§ WHAT TO WORK ON
Write out exactly the lines below that run from the one containing "sweater in the photo above." through the one containing "Front: indicate one pin on every instance of the o'neill", both included, with no other lines.

§ EXCERPTED DATA
= = = = = = =
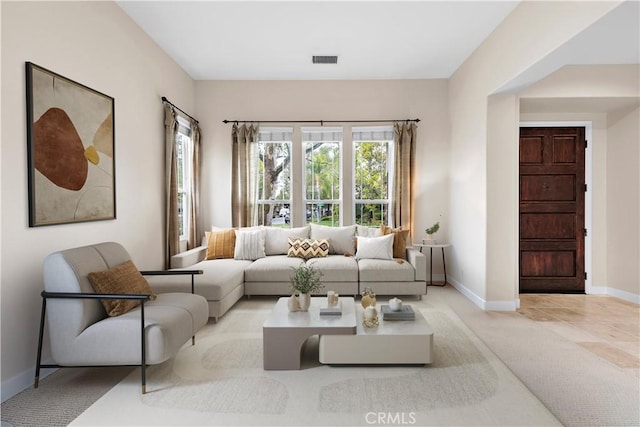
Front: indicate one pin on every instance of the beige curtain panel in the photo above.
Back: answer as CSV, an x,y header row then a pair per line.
x,y
172,237
244,209
195,224
405,135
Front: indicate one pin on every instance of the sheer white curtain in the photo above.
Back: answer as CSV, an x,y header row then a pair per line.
x,y
405,135
172,235
244,191
196,232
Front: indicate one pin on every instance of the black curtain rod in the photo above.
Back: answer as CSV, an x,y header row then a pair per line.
x,y
322,122
180,109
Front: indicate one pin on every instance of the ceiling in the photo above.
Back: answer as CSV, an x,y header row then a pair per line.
x,y
275,40
271,40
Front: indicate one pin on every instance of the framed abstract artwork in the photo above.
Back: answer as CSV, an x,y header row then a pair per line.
x,y
70,150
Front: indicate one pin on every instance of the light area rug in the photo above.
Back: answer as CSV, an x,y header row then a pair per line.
x,y
220,381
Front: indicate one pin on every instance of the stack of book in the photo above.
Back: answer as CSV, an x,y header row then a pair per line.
x,y
334,310
405,313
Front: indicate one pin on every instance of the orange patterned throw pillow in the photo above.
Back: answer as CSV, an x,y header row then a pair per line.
x,y
308,248
121,279
221,244
399,240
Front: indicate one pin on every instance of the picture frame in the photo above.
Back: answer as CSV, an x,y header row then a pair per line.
x,y
70,150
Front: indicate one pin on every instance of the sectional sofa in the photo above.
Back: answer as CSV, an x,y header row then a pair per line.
x,y
259,261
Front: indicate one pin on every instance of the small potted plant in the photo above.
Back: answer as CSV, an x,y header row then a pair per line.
x,y
431,240
305,281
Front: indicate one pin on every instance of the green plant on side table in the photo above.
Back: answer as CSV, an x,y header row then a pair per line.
x,y
430,232
305,281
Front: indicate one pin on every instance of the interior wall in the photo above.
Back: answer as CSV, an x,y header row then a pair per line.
x,y
528,35
623,203
328,100
96,44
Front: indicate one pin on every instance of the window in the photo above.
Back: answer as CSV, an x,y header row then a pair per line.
x,y
184,156
274,177
322,158
373,159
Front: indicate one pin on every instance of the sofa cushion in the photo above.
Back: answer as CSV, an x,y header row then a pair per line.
x,y
336,268
122,279
308,248
375,247
275,268
276,239
380,270
341,239
220,244
365,231
249,244
399,240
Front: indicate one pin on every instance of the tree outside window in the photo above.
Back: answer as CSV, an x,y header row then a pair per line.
x,y
274,177
373,154
322,156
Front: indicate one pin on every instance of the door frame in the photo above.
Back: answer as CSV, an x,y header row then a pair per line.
x,y
588,172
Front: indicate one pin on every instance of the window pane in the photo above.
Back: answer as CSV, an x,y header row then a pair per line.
x,y
371,171
323,213
322,156
274,177
184,172
373,155
371,214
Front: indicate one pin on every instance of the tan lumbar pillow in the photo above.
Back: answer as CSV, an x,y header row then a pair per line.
x,y
121,279
221,243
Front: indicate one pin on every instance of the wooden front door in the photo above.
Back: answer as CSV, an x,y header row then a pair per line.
x,y
552,209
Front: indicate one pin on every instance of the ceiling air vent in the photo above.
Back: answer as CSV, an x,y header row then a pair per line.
x,y
325,59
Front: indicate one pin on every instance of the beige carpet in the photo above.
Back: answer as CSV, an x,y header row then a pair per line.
x,y
220,381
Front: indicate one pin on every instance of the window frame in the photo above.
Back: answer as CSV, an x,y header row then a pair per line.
x,y
286,138
384,134
184,175
327,135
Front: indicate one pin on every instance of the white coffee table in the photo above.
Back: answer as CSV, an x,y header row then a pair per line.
x,y
391,342
284,332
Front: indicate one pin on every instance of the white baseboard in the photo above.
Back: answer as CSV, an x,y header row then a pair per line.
x,y
482,303
22,381
627,296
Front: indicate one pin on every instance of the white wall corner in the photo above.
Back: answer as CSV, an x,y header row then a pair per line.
x,y
24,380
481,302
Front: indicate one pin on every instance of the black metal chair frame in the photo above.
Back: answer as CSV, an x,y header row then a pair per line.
x,y
80,295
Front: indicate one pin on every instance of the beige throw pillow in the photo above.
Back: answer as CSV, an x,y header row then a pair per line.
x,y
121,279
220,244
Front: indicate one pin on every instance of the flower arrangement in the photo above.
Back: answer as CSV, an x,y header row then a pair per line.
x,y
306,279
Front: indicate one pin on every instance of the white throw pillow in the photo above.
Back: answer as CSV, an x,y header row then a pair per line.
x,y
341,239
364,231
375,247
249,244
276,239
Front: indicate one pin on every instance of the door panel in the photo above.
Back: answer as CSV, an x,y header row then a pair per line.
x,y
552,209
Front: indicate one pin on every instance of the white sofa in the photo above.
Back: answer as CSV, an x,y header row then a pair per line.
x,y
225,281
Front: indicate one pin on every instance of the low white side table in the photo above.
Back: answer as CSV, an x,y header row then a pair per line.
x,y
444,264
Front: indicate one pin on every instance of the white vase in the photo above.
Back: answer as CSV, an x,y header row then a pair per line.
x,y
305,301
293,303
429,241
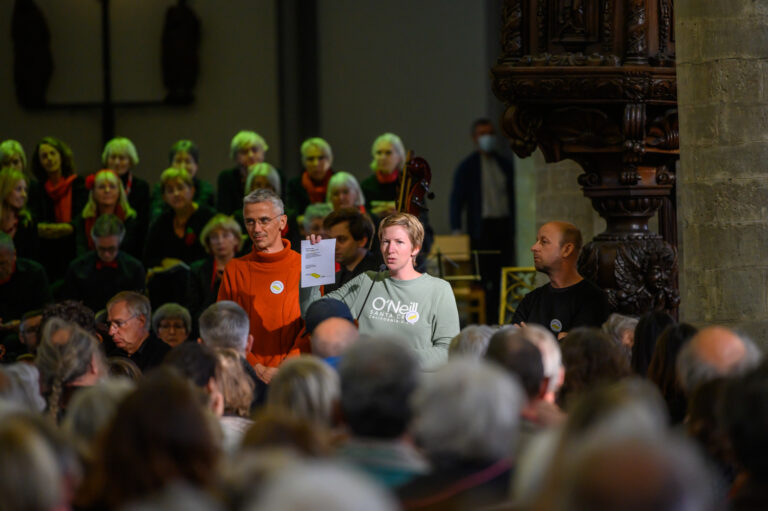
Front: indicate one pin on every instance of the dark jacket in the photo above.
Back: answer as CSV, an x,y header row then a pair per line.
x,y
468,190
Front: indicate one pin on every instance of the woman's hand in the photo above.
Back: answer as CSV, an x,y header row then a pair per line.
x,y
54,231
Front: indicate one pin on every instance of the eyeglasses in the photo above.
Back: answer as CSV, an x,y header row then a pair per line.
x,y
263,221
120,323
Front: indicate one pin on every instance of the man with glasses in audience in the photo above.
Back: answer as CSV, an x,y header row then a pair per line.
x,y
129,315
266,284
96,276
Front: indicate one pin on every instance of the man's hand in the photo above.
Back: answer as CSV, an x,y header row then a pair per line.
x,y
265,373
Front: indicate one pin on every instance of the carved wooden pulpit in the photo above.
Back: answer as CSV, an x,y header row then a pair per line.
x,y
594,81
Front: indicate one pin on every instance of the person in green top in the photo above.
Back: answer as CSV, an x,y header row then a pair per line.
x,y
401,302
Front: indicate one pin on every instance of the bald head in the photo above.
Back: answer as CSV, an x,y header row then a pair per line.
x,y
332,337
714,352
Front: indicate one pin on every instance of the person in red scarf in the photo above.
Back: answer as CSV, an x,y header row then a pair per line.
x,y
106,197
311,186
380,189
15,218
64,194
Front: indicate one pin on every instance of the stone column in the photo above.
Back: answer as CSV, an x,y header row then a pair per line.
x,y
722,192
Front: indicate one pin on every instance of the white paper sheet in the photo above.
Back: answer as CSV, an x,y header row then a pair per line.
x,y
318,263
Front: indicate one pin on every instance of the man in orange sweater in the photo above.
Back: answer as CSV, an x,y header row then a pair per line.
x,y
266,284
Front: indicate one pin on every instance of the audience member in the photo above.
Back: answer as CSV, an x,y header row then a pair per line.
x,y
225,325
63,196
472,341
466,420
161,434
522,359
130,317
265,283
98,275
15,218
551,357
378,378
590,358
23,285
745,412
621,329
353,232
68,358
247,148
324,487
306,387
568,300
662,368
713,352
647,332
172,324
311,186
120,155
175,233
237,391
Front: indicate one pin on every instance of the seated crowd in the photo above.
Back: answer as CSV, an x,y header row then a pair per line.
x,y
175,363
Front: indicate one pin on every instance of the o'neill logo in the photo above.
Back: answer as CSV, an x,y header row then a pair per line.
x,y
394,311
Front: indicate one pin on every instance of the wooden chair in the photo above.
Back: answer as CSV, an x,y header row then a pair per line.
x,y
459,266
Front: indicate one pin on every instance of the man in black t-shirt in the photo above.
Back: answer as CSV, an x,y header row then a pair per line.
x,y
568,301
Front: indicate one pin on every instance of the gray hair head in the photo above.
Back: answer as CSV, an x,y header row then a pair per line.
x,y
172,311
471,341
694,366
333,336
468,410
137,303
378,378
324,487
108,225
92,408
314,211
663,473
307,387
265,195
225,324
551,356
22,387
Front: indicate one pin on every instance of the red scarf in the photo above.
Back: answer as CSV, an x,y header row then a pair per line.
x,y
61,194
92,220
316,193
385,178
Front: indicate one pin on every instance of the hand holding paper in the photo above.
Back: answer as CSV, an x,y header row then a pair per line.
x,y
318,263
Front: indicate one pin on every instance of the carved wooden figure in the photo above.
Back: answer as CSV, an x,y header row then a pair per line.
x,y
594,81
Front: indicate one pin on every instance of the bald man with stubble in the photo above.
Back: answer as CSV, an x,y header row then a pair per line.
x,y
568,300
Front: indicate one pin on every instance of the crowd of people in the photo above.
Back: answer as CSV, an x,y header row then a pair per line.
x,y
176,363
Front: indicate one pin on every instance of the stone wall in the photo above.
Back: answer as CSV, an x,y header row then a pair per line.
x,y
722,192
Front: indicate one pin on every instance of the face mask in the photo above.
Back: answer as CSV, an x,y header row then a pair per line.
x,y
487,143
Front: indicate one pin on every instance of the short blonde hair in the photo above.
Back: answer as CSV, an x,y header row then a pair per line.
x,y
409,222
341,179
120,145
174,174
397,145
266,170
320,143
246,139
224,222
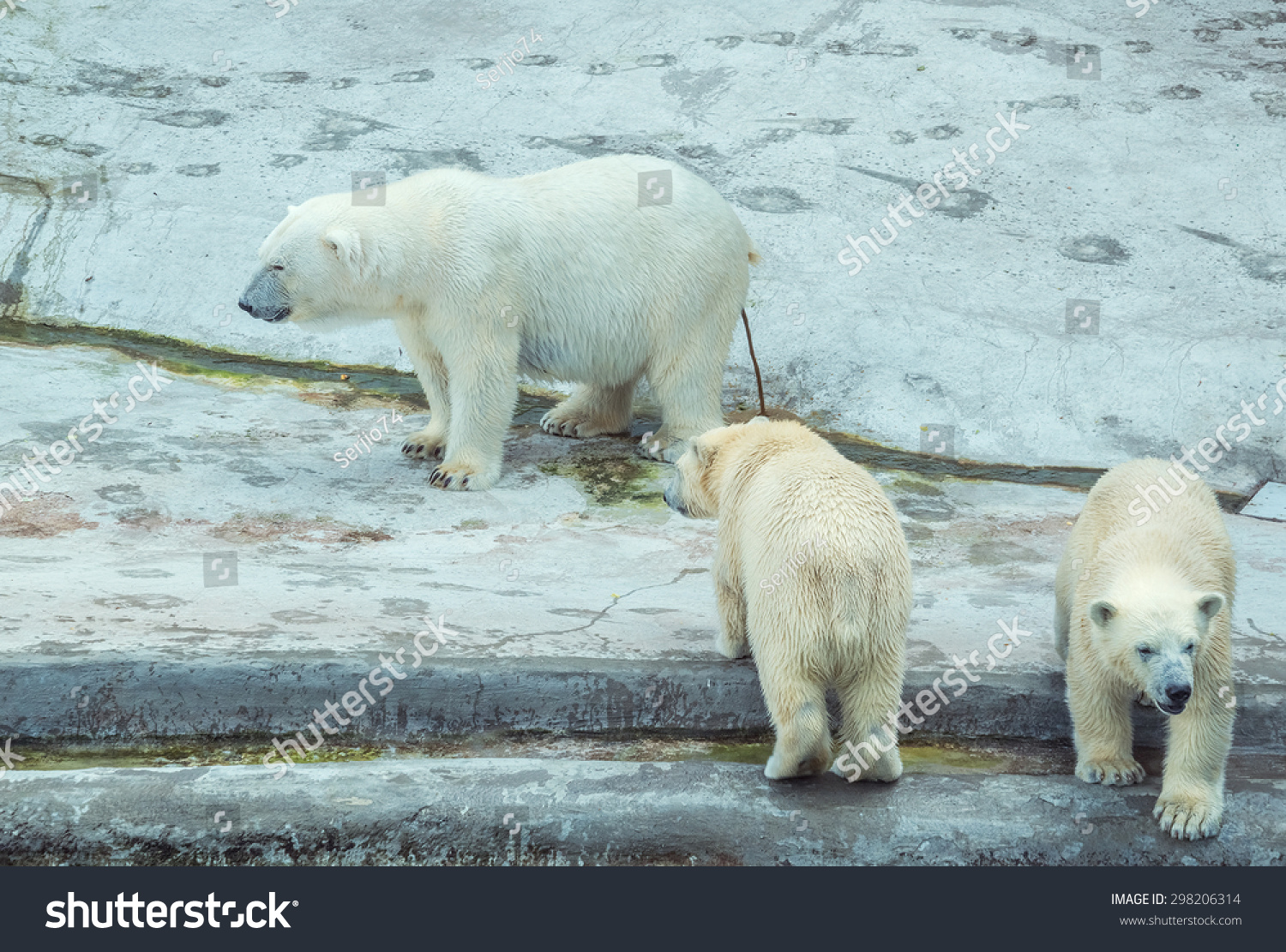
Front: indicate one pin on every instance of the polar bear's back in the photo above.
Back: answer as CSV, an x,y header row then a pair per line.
x,y
805,496
601,278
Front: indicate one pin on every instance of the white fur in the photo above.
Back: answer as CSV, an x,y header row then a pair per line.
x,y
1165,587
560,275
813,577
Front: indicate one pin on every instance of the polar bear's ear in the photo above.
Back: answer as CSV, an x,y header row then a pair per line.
x,y
1103,612
1211,604
346,246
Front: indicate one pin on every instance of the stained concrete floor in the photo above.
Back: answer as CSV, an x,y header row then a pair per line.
x,y
1146,190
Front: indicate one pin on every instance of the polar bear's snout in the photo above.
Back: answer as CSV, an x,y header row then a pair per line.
x,y
265,297
1175,689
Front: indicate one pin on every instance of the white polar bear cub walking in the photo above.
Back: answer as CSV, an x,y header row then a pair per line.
x,y
598,272
813,574
1145,607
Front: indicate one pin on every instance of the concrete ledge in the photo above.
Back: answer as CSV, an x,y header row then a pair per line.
x,y
130,702
462,812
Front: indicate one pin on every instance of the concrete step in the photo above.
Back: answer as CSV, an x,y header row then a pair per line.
x,y
568,812
131,702
573,597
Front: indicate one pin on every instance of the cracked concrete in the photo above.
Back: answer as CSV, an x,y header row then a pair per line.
x,y
570,590
213,566
810,117
566,813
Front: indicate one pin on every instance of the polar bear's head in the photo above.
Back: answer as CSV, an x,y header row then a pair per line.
x,y
1152,638
694,488
316,267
= = = = = = =
§ FINISHED TASK
Front: indicate one pin on every instance of the man in orange sweater in the photo above.
Back: answer as CSV, an x,y header row then a pair per line.
x,y
266,284
Front: indicate one pin on every instance of the audience member in the photo above.
Back: answer as CSV, an x,y header row then a pair per line.
x,y
225,325
63,196
472,341
466,420
161,434
522,359
130,317
265,283
98,275
15,218
551,357
378,378
590,358
23,285
745,412
621,329
353,232
68,358
247,148
324,487
306,387
568,300
662,368
713,352
647,332
172,324
311,186
120,155
175,233
237,391
Front: indicate one pin on every instance of the seated crowd in the photo above.
Back: answer as CSV, an x,y header row then a pair per line.
x,y
175,363
Front: indicate one pin on every instance of the o'neill logo in the photo above.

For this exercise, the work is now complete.